Given data →

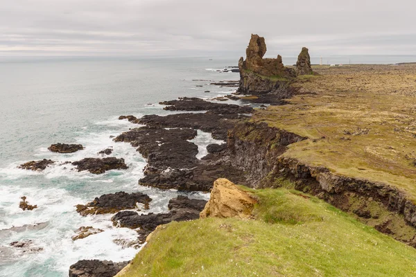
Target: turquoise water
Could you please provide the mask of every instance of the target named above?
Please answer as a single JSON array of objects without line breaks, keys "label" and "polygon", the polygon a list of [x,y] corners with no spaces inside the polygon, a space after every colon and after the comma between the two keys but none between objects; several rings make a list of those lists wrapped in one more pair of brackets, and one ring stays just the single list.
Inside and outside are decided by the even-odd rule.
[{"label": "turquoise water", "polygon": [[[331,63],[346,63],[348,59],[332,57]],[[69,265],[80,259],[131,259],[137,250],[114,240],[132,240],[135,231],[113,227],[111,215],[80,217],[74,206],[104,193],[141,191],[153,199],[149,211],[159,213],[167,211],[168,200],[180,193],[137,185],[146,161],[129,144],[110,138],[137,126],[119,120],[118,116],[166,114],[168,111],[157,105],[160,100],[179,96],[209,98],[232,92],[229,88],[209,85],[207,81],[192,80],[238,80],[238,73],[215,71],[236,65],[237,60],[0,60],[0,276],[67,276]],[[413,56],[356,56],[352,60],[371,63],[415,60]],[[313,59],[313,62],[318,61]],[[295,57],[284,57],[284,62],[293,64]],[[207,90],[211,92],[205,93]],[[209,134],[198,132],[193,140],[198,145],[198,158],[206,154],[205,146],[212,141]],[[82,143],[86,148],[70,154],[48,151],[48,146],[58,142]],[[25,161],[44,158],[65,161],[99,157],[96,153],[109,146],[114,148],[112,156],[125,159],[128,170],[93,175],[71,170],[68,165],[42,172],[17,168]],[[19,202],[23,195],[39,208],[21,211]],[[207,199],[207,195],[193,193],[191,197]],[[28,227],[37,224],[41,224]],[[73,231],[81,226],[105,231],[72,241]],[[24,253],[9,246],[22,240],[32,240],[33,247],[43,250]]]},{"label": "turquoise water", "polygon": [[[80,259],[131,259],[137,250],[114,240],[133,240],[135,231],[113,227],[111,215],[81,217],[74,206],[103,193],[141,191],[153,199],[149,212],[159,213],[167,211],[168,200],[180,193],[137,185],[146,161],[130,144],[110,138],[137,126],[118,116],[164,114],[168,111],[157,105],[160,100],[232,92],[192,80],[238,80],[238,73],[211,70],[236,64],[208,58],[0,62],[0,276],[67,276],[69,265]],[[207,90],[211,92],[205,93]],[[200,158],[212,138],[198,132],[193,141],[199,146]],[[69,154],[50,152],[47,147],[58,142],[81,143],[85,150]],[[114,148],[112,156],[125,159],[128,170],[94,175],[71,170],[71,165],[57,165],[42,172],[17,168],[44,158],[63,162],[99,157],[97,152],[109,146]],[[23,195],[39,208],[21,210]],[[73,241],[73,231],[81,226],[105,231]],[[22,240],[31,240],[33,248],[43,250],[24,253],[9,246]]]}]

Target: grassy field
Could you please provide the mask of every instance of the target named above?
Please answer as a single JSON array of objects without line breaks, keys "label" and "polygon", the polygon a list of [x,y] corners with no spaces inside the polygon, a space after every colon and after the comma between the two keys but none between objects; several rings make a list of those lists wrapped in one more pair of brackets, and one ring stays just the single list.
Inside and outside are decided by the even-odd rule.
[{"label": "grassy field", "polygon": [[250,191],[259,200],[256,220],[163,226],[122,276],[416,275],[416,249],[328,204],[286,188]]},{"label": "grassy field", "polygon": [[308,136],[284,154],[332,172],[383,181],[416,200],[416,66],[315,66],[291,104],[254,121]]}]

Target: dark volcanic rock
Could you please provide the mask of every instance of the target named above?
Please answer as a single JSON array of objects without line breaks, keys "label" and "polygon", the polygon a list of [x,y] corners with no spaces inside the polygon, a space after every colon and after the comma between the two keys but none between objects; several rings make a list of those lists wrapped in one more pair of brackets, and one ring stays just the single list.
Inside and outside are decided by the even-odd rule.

Challenge → Reproduce all of the material above word for word, leaving out the pictures.

Correct output →
Target: turquoise water
Could you please provide the mask of every instance of the target named above?
Please answer as a single JSON array of objects without line breaks, keys "label" and "polygon", the polygon a list of [x,y] corners with no spaces inside the polygon, a space after every colon and after the comma between the two keys but none between objects; several rings make a list of those lists wrapped in one more pair of brackets, and one ring stays just the single list.
Inside and outside are decided by the even-odd rule.
[{"label": "turquoise water", "polygon": [[[331,63],[346,63],[348,59],[332,57]],[[69,265],[80,259],[131,259],[137,250],[114,240],[132,240],[135,231],[113,227],[111,215],[80,217],[74,206],[104,193],[141,191],[153,199],[149,211],[159,213],[167,211],[168,200],[180,193],[137,185],[146,161],[129,144],[110,138],[137,126],[119,120],[118,116],[166,114],[168,111],[157,105],[160,100],[179,96],[209,98],[232,92],[229,88],[209,85],[207,81],[192,80],[238,80],[238,73],[215,71],[236,65],[237,60],[0,60],[0,276],[67,276]],[[413,56],[356,56],[352,60],[371,63],[415,60]],[[313,59],[313,62],[318,61]],[[295,57],[284,57],[284,62],[293,64]],[[207,90],[211,92],[205,93]],[[209,134],[198,132],[193,140],[198,145],[198,158],[206,154],[205,146],[212,141]],[[82,143],[86,148],[70,154],[48,151],[48,146],[58,142]],[[25,161],[44,158],[65,161],[99,157],[96,153],[109,146],[114,148],[112,156],[125,159],[128,170],[93,175],[71,170],[68,165],[42,172],[17,168]],[[19,202],[23,195],[39,208],[21,211]],[[207,199],[207,195],[193,193],[191,197]],[[28,227],[37,224],[41,224]],[[73,231],[81,226],[105,231],[72,241]],[[24,253],[9,246],[22,240],[32,240],[33,247],[43,250]]]},{"label": "turquoise water", "polygon": [[[80,259],[131,259],[137,250],[114,240],[133,240],[135,231],[113,227],[111,215],[81,217],[74,206],[103,193],[141,191],[153,199],[149,212],[159,213],[167,211],[168,200],[180,193],[137,185],[146,161],[130,144],[110,138],[137,126],[118,116],[164,114],[168,111],[157,105],[160,100],[232,92],[192,80],[238,80],[238,73],[211,70],[236,64],[208,58],[0,62],[0,276],[67,276],[69,265]],[[207,90],[211,92],[205,93]],[[200,158],[212,138],[198,132],[193,141],[199,146]],[[69,154],[50,152],[47,147],[58,142],[81,143],[85,150]],[[114,148],[112,156],[125,159],[128,170],[94,175],[71,170],[71,165],[57,165],[42,172],[17,168],[44,158],[63,162],[99,157],[97,152],[109,146]],[[23,195],[39,208],[21,210]],[[73,241],[73,231],[81,226],[105,231]],[[22,240],[31,240],[33,248],[43,250],[24,253],[9,246]]]}]

Target: grassy field
Could you please provide the mask of every instance of the target named above?
Please answer as a single JSON array of objects without line breaks, keys "label" and "polygon", the polygon a list of [x,y] corners with no spaces inside the polygon, a space after every colon and after the comma between the two keys but none between objects; several rings make a list of those lists wrapped in one more pair of brackets, and one ring stays just the single list.
Inside and outside are decided by the even-odd rule.
[{"label": "grassy field", "polygon": [[250,191],[259,200],[256,220],[163,226],[122,276],[416,275],[416,249],[328,204],[286,188]]},{"label": "grassy field", "polygon": [[308,136],[284,154],[332,172],[383,181],[416,200],[416,66],[315,66],[291,104],[254,121]]}]

Target: dark volcanic rock
Could you please provide the mask of every instance of the target named above?
Please answer as a single JSON array of objects without line breaks, keys "label" and "polygon", the polygon a list of [x,y] corners with no spaces inside the polygon, a space after every colon and after the comma between the two keys but none between objects; several rings make a list of those lists wrapped in one more pair of brackets, and one ring stays just the single list.
Inside and outside are decided by the even-odd rule.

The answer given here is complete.